14. The method according to claim 13, wherein step (e) further comprises
transmitting alphanumeric information, at least during the initial
transmission period, while step (g) is reconstituting a first full image
to be displayed, and step (h) comprises displaying said alphanumeric
information.
15. The method according to claim 13, further comprising also implementing
said steps (a) to (h) from the second station to the first station.
16. The method according to claim 13, wherein said step (d) of encoding
comprises:
sampling said binary signals of the image by blocks of adjacent points, and
forming a reduced binary signal from the binary signals corresponding to
the points in each block.
17. The method according to claim 16, wherein step (d) further comprises:
encoding the binary signals indicating a contour point in a second portion
of the current image into second digital signals for said second portion,
which is disjointed from said first portion;
said step (g) comprises:
reconstituting the second portion of the current image from the
correspondingly received binary signals; and
storing these as an updating of the second portion of the preceding image;
said first and second portions being varied from one image transmission to
another, so as to have the stored preceding image entirely refreshed over
a predetermined period of time.

□ □ □ □ □ □ □

EXERCISE SET:
1. In claim 15 of the patent claims, in which direction are steps (a) to (h) also implemented?
2. Print the portion of the patent claims starting with "16. The method" and going on through "in each block.".

DATA BLOCK:
□ □ □ □ □ □ □

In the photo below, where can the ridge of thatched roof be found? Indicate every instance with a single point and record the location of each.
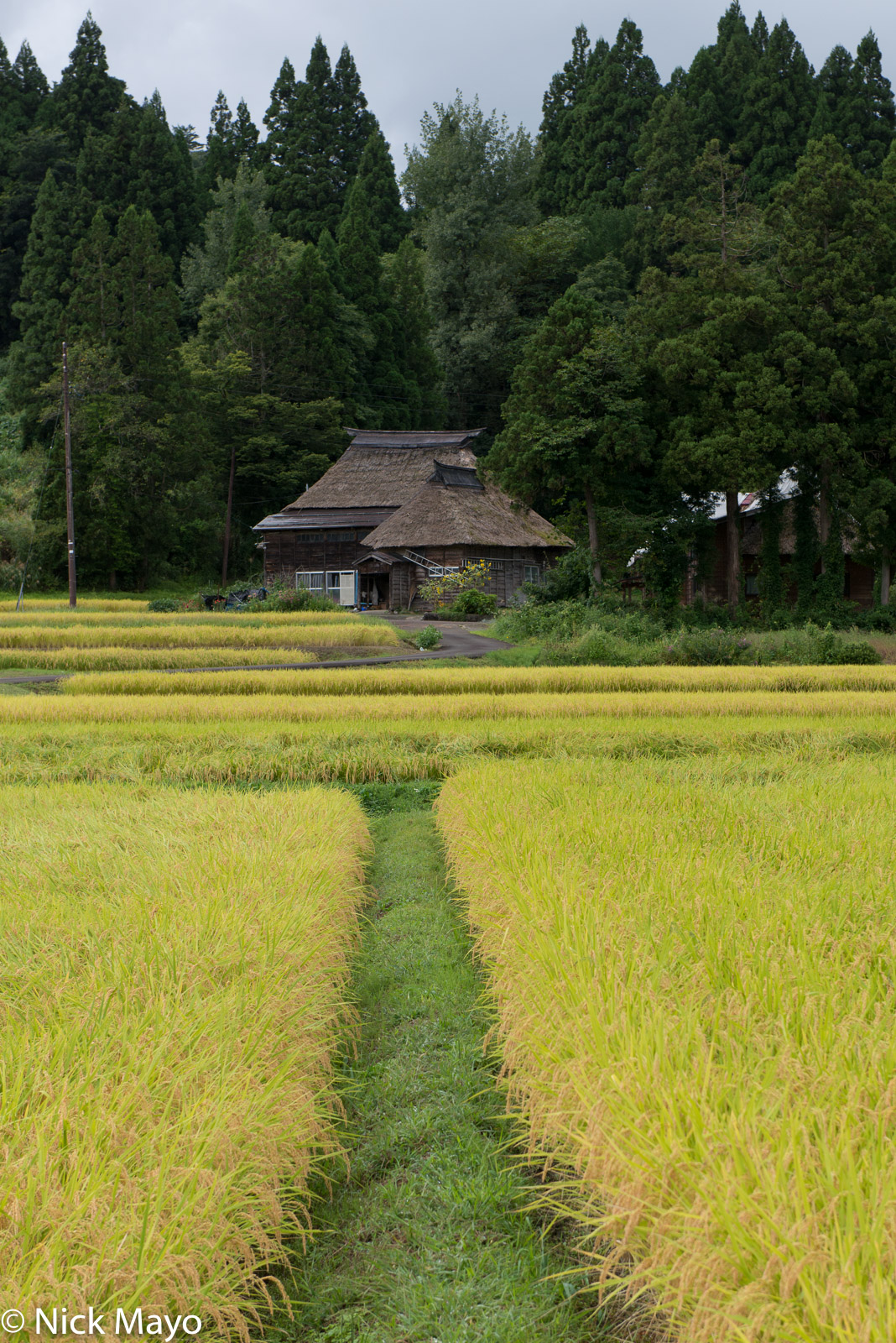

□ □ □ □ □ □ □

SOLUTION SET:
1. From the second station to the first station.

2.
16. The method according to claim 13, wherein said step (d) of encoding
comprises:
sampling said binary signals of the image by blocks of adjacent points, and
forming a reduced binary signal from the binary signals corresponding to
the points in each block.